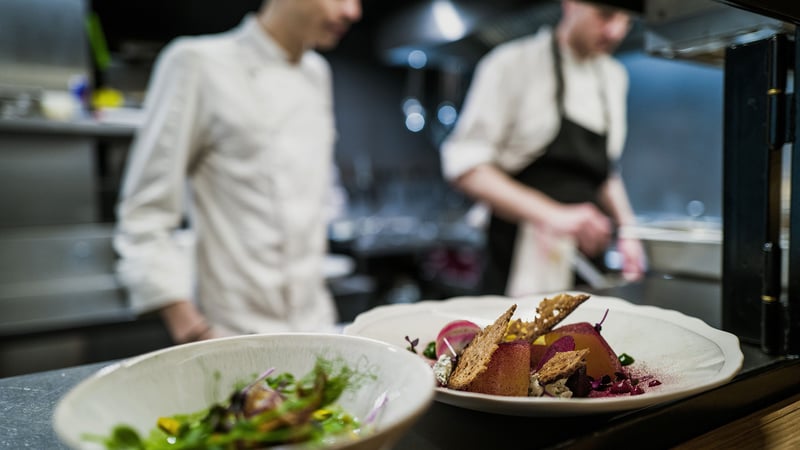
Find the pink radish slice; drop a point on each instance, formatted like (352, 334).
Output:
(455, 336)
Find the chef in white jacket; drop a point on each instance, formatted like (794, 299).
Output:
(538, 139)
(239, 132)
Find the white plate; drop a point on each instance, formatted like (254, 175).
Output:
(684, 353)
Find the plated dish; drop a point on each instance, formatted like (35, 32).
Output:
(687, 355)
(192, 377)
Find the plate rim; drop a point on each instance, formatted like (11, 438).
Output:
(60, 409)
(728, 344)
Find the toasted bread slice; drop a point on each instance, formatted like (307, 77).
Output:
(479, 352)
(549, 313)
(562, 365)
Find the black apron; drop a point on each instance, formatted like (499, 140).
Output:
(571, 170)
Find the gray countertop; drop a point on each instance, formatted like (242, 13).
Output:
(77, 127)
(27, 401)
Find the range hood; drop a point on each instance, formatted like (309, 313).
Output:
(701, 30)
(455, 33)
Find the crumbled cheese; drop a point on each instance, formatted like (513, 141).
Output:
(534, 388)
(442, 369)
(558, 389)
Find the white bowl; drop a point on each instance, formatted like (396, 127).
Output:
(191, 377)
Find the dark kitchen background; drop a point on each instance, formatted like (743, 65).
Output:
(404, 234)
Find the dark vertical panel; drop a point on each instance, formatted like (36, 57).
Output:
(793, 338)
(744, 187)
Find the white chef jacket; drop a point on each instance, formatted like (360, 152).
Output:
(254, 135)
(509, 117)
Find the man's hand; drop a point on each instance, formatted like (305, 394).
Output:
(584, 222)
(186, 323)
(634, 259)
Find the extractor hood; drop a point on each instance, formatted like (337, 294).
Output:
(456, 33)
(701, 30)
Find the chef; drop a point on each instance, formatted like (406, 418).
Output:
(541, 130)
(241, 125)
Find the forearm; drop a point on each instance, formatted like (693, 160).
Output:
(615, 199)
(508, 198)
(185, 322)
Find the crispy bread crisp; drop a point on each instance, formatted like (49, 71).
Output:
(562, 365)
(479, 352)
(549, 313)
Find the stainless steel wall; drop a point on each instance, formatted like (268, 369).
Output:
(42, 43)
(673, 157)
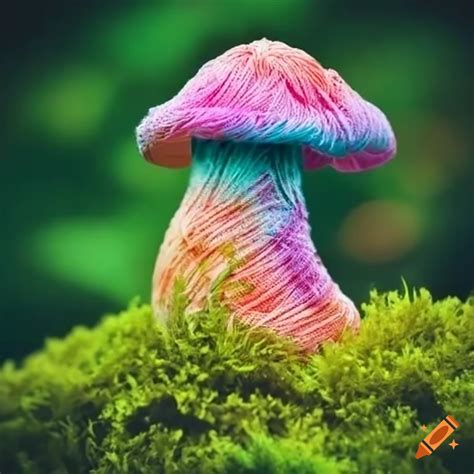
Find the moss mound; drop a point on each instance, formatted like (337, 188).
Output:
(131, 397)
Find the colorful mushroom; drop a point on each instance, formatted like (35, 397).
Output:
(248, 123)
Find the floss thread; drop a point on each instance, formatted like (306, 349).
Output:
(251, 120)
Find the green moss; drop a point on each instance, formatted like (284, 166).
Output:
(129, 396)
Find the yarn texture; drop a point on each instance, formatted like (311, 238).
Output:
(268, 92)
(249, 122)
(243, 223)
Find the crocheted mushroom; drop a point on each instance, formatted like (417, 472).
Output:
(248, 123)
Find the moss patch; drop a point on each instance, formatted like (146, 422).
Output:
(132, 397)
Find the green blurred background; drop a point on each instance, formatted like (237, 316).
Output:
(83, 214)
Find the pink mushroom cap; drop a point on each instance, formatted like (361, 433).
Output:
(269, 92)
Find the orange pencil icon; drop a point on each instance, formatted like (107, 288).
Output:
(437, 436)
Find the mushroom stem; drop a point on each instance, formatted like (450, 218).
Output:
(245, 208)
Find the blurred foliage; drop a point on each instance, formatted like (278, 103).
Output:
(83, 213)
(130, 396)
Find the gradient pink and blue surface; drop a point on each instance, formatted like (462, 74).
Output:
(249, 122)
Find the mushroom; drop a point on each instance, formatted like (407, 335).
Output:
(248, 123)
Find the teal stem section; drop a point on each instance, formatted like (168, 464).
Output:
(230, 170)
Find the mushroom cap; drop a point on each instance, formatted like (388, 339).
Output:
(268, 92)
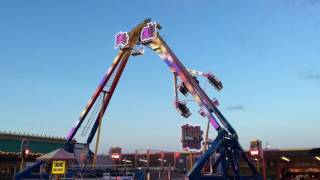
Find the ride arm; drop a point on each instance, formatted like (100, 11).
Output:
(165, 53)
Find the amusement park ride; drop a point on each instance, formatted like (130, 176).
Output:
(226, 143)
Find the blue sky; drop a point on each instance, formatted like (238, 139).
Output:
(53, 55)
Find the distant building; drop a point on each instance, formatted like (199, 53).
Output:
(279, 163)
(10, 150)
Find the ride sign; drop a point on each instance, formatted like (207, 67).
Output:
(121, 39)
(149, 32)
(58, 167)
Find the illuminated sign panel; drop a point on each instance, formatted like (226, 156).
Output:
(191, 136)
(121, 39)
(58, 167)
(149, 32)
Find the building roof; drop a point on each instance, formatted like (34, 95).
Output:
(11, 142)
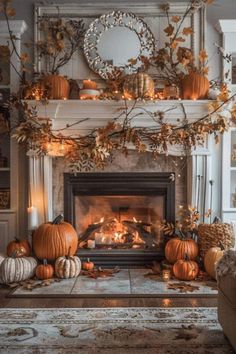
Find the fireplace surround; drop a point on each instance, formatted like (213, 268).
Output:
(119, 212)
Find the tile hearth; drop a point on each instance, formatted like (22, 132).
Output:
(129, 282)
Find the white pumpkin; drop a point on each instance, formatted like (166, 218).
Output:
(13, 270)
(67, 267)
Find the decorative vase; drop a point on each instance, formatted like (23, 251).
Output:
(58, 86)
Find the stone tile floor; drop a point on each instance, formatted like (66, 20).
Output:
(128, 282)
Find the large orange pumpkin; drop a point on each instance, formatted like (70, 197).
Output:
(177, 248)
(18, 247)
(55, 239)
(195, 86)
(58, 86)
(184, 269)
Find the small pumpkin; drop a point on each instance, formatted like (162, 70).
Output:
(213, 255)
(88, 265)
(53, 239)
(185, 269)
(195, 86)
(44, 271)
(176, 249)
(67, 267)
(57, 86)
(15, 269)
(21, 246)
(138, 85)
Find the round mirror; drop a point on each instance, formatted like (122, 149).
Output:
(114, 39)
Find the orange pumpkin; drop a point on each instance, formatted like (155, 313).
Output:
(88, 265)
(177, 248)
(19, 247)
(195, 86)
(44, 271)
(58, 86)
(53, 239)
(184, 269)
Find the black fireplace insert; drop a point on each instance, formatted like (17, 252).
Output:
(117, 215)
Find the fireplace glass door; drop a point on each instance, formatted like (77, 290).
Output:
(119, 222)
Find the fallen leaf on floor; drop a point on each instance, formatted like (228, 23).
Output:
(182, 287)
(187, 332)
(100, 273)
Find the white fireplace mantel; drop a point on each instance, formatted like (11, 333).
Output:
(98, 112)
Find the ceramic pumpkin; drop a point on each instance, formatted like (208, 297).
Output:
(44, 271)
(185, 269)
(138, 85)
(58, 86)
(16, 269)
(67, 267)
(21, 246)
(177, 248)
(53, 239)
(213, 255)
(195, 86)
(88, 265)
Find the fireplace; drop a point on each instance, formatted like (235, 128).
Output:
(117, 215)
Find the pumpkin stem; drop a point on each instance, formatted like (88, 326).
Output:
(58, 219)
(222, 247)
(186, 257)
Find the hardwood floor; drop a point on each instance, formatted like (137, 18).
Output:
(60, 302)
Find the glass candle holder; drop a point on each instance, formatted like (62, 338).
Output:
(166, 274)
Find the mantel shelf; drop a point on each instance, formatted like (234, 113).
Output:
(67, 112)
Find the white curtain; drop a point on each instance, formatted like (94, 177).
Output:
(40, 191)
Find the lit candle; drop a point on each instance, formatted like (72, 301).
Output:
(166, 275)
(91, 243)
(32, 218)
(89, 85)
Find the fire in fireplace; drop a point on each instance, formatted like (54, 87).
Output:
(117, 215)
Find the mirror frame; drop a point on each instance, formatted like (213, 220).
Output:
(148, 9)
(109, 21)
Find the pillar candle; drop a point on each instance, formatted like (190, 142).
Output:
(32, 218)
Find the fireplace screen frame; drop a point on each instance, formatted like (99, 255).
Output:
(104, 183)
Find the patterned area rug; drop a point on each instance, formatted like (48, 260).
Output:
(112, 330)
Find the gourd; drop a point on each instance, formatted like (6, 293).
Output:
(176, 249)
(185, 269)
(15, 269)
(45, 270)
(53, 239)
(195, 86)
(213, 255)
(58, 86)
(21, 246)
(88, 265)
(138, 85)
(67, 267)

▶ DIRECTIONS
Transcribe every record above in full. Pictures stay out of the copy.

▶ RESPONSE AREA
Find the pink radish slice; drop a point on each instance, formatted like (352, 334).
Output:
(455, 336)
Find the chef in white jacket; drop a point on each instance, formatted like (794, 299).
Output:
(538, 139)
(239, 132)
Find the white plate; drop a point on each instance, formatted like (254, 175).
Output:
(684, 353)
Find the plated dish; drop a point on each instance, formatted like (35, 32).
Output:
(687, 355)
(192, 377)
Find the plate rim; drop a point on each instance, formatted like (11, 438).
Output:
(60, 409)
(728, 344)
Find the toasted bread slice; drop a point on each instance, formatted like (307, 77).
Output:
(479, 352)
(549, 313)
(562, 365)
Find the black apron; drop a point on each instance, formatted like (499, 140).
Output:
(571, 170)
Find the gray countertop; drop a point on each instance, formatted like (242, 13).
Output:
(77, 127)
(27, 401)
Find the range hood; drop a point on each instance, formatted like (309, 313).
Output:
(701, 30)
(455, 33)
Find the crumbled cheese; drop a point on each instance, formatted like (513, 141).
Output:
(534, 388)
(442, 369)
(558, 389)
Find the white bowl; drop a point on each instance, formatted like (396, 127).
Output:
(191, 377)
Find the dark kitchen background; drop a point on each instance, formatted like (743, 65).
Output:
(404, 234)
Find the dark vertical panel; drop a point on each instance, formatted like (36, 57).
Output:
(793, 338)
(744, 187)
Find the white chef jacket; drop a point on each instance, formatted like (360, 152).
Output:
(254, 135)
(509, 117)
Find the man's hand; drop a point on each instance, formatted like (305, 394).
Output:
(584, 222)
(186, 323)
(634, 259)
Find the extractor hood; drop a point on each instance, formatted like (337, 294).
Output:
(456, 33)
(701, 30)
Find the chef; drop a point on each instance, formatted like (406, 418).
Output:
(541, 130)
(241, 125)
Find the forearm; drop a point on each instance, formatted like (693, 160).
Output:
(615, 199)
(508, 198)
(185, 322)
Find the crispy bread crisp; drop a point on each instance, formatted like (49, 71).
Output:
(562, 365)
(479, 352)
(549, 313)
Find the stainless steel wall; drop a point on each instance, formatted like (268, 369).
Output:
(42, 43)
(673, 157)
Find the moss mound; drop a point on each instance, formatted like (337, 188).
Output:
(131, 397)
Find the colorful mushroom; drop a point on each instance, formatted like (35, 397).
Output:
(248, 123)
Find the floss thread; drop a point on each instance, formatted like (306, 349).
Output:
(251, 120)
Find the green moss; drop a point on each instance, formatted like (284, 166).
Output:
(129, 396)
Find the yarn texture; drop a point on each instance, formatted like (311, 238).
Output:
(268, 92)
(249, 122)
(243, 223)
Find the crocheted mushroom; drop a point on each instance, formatted like (417, 472).
Output:
(248, 123)
Find the moss patch; drop a point on each instance, formatted like (146, 422).
Output:
(132, 397)
Find the green blurred background; drop a point on each instance, formatted like (237, 316).
Output:
(83, 214)
Find the pink mushroom cap; drop a point on each instance, formatted like (361, 433).
Output:
(269, 92)
Find the orange pencil icon; drop a point on each instance, formatted like (107, 288).
Output:
(437, 436)
Find the mushroom stem; drop a point on each instance, formatted like (450, 218).
Output:
(245, 208)
Find the blurred foliage; drop a point on each instance, formatted like (278, 103).
Output:
(83, 213)
(130, 396)
Find the gradient pink and blue surface; drop a point on each instance, formatted like (462, 74).
Output:
(249, 122)
Find the mushroom; drop a point on each instance, formatted like (407, 335).
Output:
(248, 123)
Find the teal stem section; drop a point on each instance, formatted like (168, 464).
Output:
(230, 170)
Find the mushroom cap; drop a point on each instance, formatted like (388, 339).
Output:
(268, 92)
Find the ride arm; drop a point on each instance, formatted like (100, 11).
Output:
(165, 53)
Find the amusement park ride; drop a point on each instance, formatted like (130, 176).
Output:
(226, 143)
Find the blue sky; drop a point on each instance, formatted like (238, 139).
Output:
(53, 55)
Find the distant building; drop a point on each instance, formatted like (199, 53).
Output:
(279, 163)
(10, 150)
Find the ride sign; drop a point on each instance, formatted like (207, 67).
Output:
(121, 39)
(149, 32)
(58, 167)
Find the illuminated sign panel; drop a point on each instance, formatted like (226, 156).
Output:
(191, 136)
(121, 39)
(58, 167)
(149, 32)
Find the building roof; drop a point on each instance, formatted like (34, 95).
Output:
(11, 142)
Find the fireplace surround; drop a point on each instance, formatted like (213, 268).
Output:
(119, 212)
Find the tile hearth; drop a point on each instance, formatted like (22, 132).
Output:
(129, 282)
Find the white pumpkin; drop a point on each instance, formatted like (166, 218).
Output:
(13, 270)
(67, 267)
Find the decorative vase; drop a point on each instance, formatted like (23, 251).
Output:
(58, 86)
Find the stone tile floor; drop a point on each instance, formatted like (66, 20).
Output:
(128, 282)
Find the large orange pumpkin; drop a point on each instance, formatted like (70, 197).
Output:
(177, 248)
(18, 247)
(55, 239)
(195, 86)
(58, 86)
(184, 269)
Find the small pumpkin; drop a point on each instance, formatted like (162, 70).
Output:
(213, 255)
(88, 265)
(53, 239)
(185, 269)
(195, 86)
(44, 271)
(176, 249)
(67, 267)
(57, 86)
(15, 269)
(21, 246)
(138, 85)
Find the round mirror; drop a point on each instance, formatted like (122, 149).
Output:
(114, 39)
Find the orange pumpkin; drop a point on each instance, formatted like (155, 313).
Output:
(88, 265)
(177, 248)
(19, 247)
(195, 86)
(44, 271)
(58, 86)
(53, 239)
(184, 269)
Find the black fireplace insert; drop a point on each instance, formatted like (17, 252).
Output:
(117, 215)
Find the fireplace glass door; drop a point on each instance, formatted like (77, 290).
Output:
(119, 222)
Find the fallen leaf on floor; drop a point on each instance, formatted like (228, 23).
Output:
(182, 287)
(187, 332)
(100, 273)
Find the white fireplace mantel; drop a point on each instance, formatted like (11, 333).
Output:
(98, 112)
Find the ceramic pumpkin; drop a point on each instance, formatted like (208, 297).
Output:
(44, 271)
(185, 269)
(138, 85)
(58, 86)
(16, 269)
(67, 267)
(21, 246)
(177, 248)
(53, 239)
(213, 255)
(195, 86)
(88, 265)
Find the fireplace; drop a point on each instance, formatted like (235, 128).
Output:
(117, 215)
Find the pumpkin stem; drop a point on each instance, formatted like (88, 326).
Output:
(58, 219)
(222, 247)
(186, 257)
Find the hardwood floor; drop a point on each instance, formatted like (137, 18).
Output:
(60, 302)
Find the glass candle holder; drop a point on each instance, formatted like (62, 338).
Output:
(166, 274)
Find the mantel shelf; drop a point on each instance, formatted like (234, 113).
Output:
(67, 112)
Find the white curtain; drop a point on each instance, formatted like (94, 177).
Output:
(40, 191)
Find the lit candle; drop a point on each instance, formatted like (72, 301).
Output:
(166, 275)
(91, 243)
(32, 218)
(89, 85)
Find the fire in fireplace; drop a point on each instance, formatted like (54, 87).
Output:
(117, 215)
Find the mirror frame; drop a point on each instance, formatted like (213, 220).
Output:
(148, 9)
(109, 21)
Find the pillar candle; drop a point on each instance, formatted like (190, 142).
Output:
(32, 218)
Find the fireplace screen frame; drop a point on each instance, formatted like (99, 255).
Output:
(104, 183)
Find the patterned area rug; drop a point on each instance, formatted like (48, 260).
Output:
(112, 330)
Find the gourd; drop a point on each instance, formatted like (6, 293).
Output:
(176, 249)
(185, 269)
(15, 269)
(45, 270)
(53, 239)
(195, 86)
(213, 255)
(58, 86)
(21, 246)
(88, 265)
(138, 85)
(67, 267)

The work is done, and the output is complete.